Some records
%%

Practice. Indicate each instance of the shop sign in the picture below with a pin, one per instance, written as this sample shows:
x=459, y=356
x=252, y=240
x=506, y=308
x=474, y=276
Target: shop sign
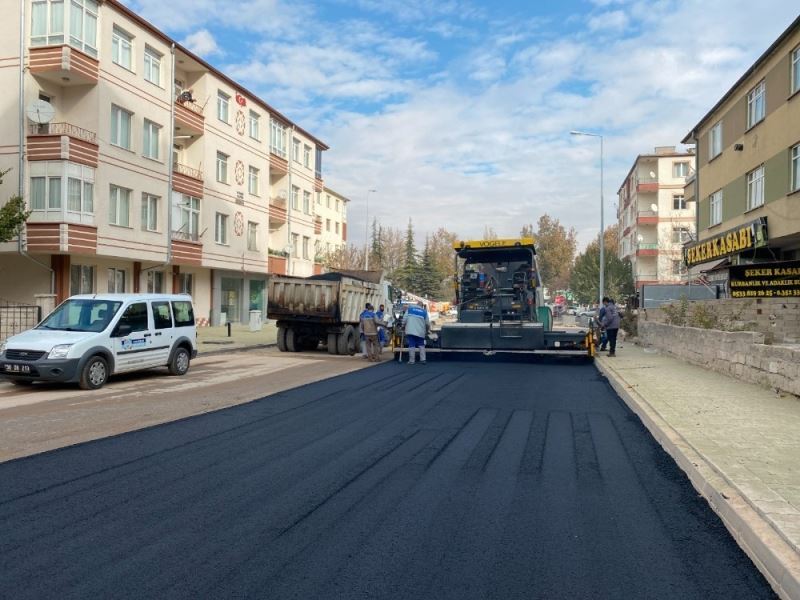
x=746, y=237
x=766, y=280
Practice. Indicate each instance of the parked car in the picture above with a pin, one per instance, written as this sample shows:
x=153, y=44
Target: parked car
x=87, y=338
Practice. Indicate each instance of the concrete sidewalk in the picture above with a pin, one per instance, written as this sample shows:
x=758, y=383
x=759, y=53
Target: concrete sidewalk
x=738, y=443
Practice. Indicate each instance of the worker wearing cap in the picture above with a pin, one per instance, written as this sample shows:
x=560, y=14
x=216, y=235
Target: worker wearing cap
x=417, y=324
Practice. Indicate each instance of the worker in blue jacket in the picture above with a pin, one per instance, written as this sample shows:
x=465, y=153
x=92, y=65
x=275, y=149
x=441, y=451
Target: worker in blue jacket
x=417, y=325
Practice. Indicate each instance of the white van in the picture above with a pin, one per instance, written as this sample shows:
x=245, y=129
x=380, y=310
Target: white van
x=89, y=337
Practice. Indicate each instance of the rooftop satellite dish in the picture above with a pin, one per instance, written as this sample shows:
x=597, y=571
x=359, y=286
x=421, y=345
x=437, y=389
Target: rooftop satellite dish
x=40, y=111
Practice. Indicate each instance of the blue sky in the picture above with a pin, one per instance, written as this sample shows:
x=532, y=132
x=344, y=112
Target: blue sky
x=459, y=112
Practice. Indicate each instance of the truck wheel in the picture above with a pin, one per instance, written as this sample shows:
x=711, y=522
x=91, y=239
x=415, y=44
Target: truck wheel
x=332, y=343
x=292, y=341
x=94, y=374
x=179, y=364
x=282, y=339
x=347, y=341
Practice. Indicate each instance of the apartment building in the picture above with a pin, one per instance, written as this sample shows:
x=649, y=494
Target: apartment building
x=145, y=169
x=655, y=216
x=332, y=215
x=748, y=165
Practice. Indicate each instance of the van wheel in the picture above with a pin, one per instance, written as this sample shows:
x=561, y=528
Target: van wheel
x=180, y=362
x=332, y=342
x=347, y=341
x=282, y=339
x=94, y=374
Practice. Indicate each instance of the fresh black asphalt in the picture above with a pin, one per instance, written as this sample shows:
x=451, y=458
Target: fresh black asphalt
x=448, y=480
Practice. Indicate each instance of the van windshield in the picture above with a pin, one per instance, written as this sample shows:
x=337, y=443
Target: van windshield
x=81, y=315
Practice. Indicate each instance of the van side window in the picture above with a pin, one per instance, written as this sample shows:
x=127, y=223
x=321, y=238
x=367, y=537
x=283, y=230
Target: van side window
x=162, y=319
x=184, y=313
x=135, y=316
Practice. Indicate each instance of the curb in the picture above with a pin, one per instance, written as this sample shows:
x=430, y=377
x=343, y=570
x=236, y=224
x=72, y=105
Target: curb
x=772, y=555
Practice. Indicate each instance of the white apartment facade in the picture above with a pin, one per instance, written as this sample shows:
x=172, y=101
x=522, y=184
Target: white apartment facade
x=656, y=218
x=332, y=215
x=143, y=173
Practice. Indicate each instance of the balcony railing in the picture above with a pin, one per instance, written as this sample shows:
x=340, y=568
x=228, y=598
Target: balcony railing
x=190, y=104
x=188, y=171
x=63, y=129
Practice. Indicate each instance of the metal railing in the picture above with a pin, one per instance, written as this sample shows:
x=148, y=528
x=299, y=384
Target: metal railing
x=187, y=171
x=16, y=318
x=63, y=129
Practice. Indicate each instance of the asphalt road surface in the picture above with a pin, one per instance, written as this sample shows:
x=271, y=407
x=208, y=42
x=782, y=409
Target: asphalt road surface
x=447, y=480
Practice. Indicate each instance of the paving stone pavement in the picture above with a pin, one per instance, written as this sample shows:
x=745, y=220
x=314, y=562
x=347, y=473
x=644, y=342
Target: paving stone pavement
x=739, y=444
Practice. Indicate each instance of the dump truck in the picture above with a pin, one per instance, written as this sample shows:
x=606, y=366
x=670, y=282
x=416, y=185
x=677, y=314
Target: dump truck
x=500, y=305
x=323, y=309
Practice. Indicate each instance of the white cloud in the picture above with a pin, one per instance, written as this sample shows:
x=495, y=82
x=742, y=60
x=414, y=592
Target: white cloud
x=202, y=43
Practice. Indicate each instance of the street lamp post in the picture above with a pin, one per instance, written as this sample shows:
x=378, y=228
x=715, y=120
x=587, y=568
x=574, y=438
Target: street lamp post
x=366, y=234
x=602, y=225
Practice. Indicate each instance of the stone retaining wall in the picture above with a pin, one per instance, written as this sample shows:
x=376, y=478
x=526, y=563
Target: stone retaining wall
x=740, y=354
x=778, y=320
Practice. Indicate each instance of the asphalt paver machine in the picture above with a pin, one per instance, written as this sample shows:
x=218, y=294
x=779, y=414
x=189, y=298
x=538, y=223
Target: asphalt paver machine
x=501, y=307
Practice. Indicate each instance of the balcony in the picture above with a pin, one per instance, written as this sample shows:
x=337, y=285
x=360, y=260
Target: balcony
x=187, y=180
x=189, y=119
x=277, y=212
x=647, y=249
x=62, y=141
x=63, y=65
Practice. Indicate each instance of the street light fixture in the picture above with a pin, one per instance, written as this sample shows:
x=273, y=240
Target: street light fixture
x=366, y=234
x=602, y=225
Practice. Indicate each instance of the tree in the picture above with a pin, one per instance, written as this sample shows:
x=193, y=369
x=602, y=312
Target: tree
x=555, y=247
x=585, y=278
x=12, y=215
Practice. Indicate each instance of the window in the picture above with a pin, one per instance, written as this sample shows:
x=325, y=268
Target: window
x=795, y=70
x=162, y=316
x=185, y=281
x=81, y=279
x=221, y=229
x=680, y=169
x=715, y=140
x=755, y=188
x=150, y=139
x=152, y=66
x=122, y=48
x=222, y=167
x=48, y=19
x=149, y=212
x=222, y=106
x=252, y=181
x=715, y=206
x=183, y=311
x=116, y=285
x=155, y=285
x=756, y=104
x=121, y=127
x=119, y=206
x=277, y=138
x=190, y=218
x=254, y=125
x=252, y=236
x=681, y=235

%%

Write out again every line of the records between the line containing "Practice. Indicate each instance of the concrete" and the line containing "x=738, y=443", inclusive, requests included. Add -75 to every coordinate in the answers.

Practice. Indicate each instance of the concrete sidewalk in the picture above with a pin, one per instance, written as this sample shows:
x=758, y=383
x=759, y=53
Target: concrete sidewalk
x=663, y=368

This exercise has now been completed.